= Given records =
▼▼▼
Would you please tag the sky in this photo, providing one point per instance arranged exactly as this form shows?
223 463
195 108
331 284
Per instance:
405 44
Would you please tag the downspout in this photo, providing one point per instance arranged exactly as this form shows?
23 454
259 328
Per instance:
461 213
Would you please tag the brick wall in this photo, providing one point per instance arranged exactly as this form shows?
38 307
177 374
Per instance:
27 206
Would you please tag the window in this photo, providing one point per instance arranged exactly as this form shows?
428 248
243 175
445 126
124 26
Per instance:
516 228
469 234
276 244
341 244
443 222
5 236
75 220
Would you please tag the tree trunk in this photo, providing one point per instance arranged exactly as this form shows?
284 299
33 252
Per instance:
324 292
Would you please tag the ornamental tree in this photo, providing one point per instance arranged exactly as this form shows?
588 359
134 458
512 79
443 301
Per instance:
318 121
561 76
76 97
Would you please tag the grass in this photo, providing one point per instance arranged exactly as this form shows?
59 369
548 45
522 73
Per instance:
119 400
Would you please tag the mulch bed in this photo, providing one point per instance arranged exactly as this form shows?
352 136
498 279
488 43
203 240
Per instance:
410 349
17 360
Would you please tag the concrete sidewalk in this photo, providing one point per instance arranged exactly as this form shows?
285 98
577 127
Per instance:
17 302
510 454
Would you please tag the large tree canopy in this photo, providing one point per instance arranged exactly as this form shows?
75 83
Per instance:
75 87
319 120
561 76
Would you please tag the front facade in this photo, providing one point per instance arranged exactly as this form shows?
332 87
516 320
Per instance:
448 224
▲▲▲
= Required work =
Would you output the lines from the one that contains "Would you please tag the large" to the end of the data, both ends included, exactly as they appear?

= Answer to the problem =
Would you please tag the large tree canopy in this photo, providing one point per instance arranged exactly as this form shows?
75 83
Per instance:
75 87
319 120
561 76
Would you please tag the front facade in this photo, providing one point per instance arranged exactly as this form shows?
332 87
516 320
Per instance:
448 224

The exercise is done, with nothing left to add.